▶ [TASK ITEM]: The records below need copying. Match each line exactly.
________
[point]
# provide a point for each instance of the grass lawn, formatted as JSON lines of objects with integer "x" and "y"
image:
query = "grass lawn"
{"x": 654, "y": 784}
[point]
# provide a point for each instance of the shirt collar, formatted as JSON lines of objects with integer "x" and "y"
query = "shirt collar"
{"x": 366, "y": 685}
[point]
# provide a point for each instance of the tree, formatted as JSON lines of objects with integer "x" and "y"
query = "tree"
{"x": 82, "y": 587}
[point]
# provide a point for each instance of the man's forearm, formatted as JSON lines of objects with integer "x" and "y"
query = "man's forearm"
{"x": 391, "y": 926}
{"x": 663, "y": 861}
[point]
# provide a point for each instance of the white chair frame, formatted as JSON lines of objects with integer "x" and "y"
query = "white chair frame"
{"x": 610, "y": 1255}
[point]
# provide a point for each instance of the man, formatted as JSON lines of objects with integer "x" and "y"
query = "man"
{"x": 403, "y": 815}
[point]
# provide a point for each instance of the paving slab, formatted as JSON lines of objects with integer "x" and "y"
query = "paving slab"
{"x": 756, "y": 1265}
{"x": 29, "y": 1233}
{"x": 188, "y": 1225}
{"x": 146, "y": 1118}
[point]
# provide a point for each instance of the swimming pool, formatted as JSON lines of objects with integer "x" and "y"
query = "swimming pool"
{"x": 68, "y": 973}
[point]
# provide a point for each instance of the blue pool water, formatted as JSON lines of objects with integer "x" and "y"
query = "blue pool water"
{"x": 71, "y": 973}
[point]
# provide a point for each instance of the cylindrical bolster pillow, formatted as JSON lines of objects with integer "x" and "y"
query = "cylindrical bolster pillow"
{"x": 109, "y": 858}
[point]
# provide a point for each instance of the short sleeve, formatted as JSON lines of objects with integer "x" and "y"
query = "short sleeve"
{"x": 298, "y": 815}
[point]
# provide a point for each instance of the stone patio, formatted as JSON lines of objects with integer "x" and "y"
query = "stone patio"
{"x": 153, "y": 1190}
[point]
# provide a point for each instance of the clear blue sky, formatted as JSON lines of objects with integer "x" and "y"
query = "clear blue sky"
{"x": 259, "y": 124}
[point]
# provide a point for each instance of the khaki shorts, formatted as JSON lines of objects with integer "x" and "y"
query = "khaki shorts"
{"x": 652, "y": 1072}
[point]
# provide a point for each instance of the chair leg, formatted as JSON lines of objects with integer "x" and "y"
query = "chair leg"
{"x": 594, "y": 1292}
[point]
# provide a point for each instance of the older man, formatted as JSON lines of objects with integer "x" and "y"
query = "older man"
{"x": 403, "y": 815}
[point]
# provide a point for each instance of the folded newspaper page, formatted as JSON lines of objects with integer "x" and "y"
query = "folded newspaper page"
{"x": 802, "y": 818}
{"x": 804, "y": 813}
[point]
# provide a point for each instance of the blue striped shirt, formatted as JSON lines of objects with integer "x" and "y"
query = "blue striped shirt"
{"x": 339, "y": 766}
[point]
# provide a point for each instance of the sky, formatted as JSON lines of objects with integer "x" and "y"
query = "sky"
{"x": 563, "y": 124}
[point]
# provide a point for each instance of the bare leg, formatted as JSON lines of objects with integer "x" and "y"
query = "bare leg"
________
▶ [RESPONSE BOX]:
[point]
# provide a point for each instance of the grass lawn, formatted as JSON lines of objects with integer "x" and "y"
image:
query = "grass lawn"
{"x": 654, "y": 784}
[point]
# provide a point for each instance of the shirt collar, formatted as JSON lines of objects with integer "x" and "y"
query = "shirt collar"
{"x": 366, "y": 685}
[point]
# provide a point for each instance of the tree, formatted as JSON lines of objects with integer "x" and "y"
query = "tree"
{"x": 82, "y": 587}
[point]
# provide a point for each instance of the man's forearm, formatted as JSON lines of objects with integer "x" and "y"
query = "man's forearm"
{"x": 391, "y": 926}
{"x": 663, "y": 861}
[point]
# provide a point for each instance of the white chair frame, formatted as JSON lines of objects with integer "x" and "y"
query = "white chair frame"
{"x": 610, "y": 1255}
[point]
# provide a point for each instance of the man, formatted as JSON lines of objects with integer "x" and "y"
query = "man"
{"x": 403, "y": 815}
[point]
# provide a point for each instance of the paving slab, formatted as JSON lines of objects with integer "x" and "y"
query = "paving slab"
{"x": 756, "y": 1265}
{"x": 29, "y": 1233}
{"x": 188, "y": 1225}
{"x": 146, "y": 1118}
[point]
# provide a point for each instance of the swimming pool, formatted as JSON lines of objects with integer "x" and "y"
query = "swimming pool"
{"x": 68, "y": 973}
[point]
# provide a point for each instance of the blue pool water, formatted as JSON lines of objects with integer "x" and "y"
query = "blue pool water"
{"x": 71, "y": 973}
[point]
# provide a point for each instance of the cylindrical bolster pillow, formatted as JSON lines of objects with integer "x" and "y"
query = "cylindrical bolster pillow"
{"x": 109, "y": 858}
[point]
# provide a point for each instance of the short sleeve, formatted as JSON lines of objects with integer "x" and "y"
query = "short sleeve"
{"x": 298, "y": 815}
[point]
# provide a point for each instance of the stone patio, formatted as JSON lines of objects with integer "x" and "y"
query = "stone patio"
{"x": 153, "y": 1190}
[point]
# provide a point for each instance of the clear blue sky, formatted as JSON lines of objects with integer "x" and "y"
query = "clear blue sky"
{"x": 259, "y": 124}
[point]
# provide a point for each instance of the khaki shorts, formatted as JSON lines of objects with integer "x" and "y"
query = "khaki shorts"
{"x": 652, "y": 1072}
[point]
# provide a point for each instance of the chair leg, formatted as JSON lines of objects with integer "x" and "y"
query = "chair leg"
{"x": 594, "y": 1292}
[point]
# provide a point for each instance of the older man, formatted as JSON lines of objects with integer "x" and "y"
query = "older man"
{"x": 403, "y": 815}
[point]
# provide a point for each instance of the folded newspaper page, formatted as JSON lines of objects with integer "x" and "y"
query = "folded newspaper page"
{"x": 802, "y": 818}
{"x": 804, "y": 813}
[point]
# provide a point for each instance of the blue striped shirt, formatted as JSON lines of objects with integer "x" and "y"
query = "blue striped shirt"
{"x": 339, "y": 766}
[point]
# provide a point for each instance of the sky, formatted as JSON lines of objects with integer "x" and "y"
query = "sky"
{"x": 563, "y": 124}
[point]
# provide a point for each instance of the bare leg, formatted as JSON lines of objects with integer "x" and "y"
query = "bare leg"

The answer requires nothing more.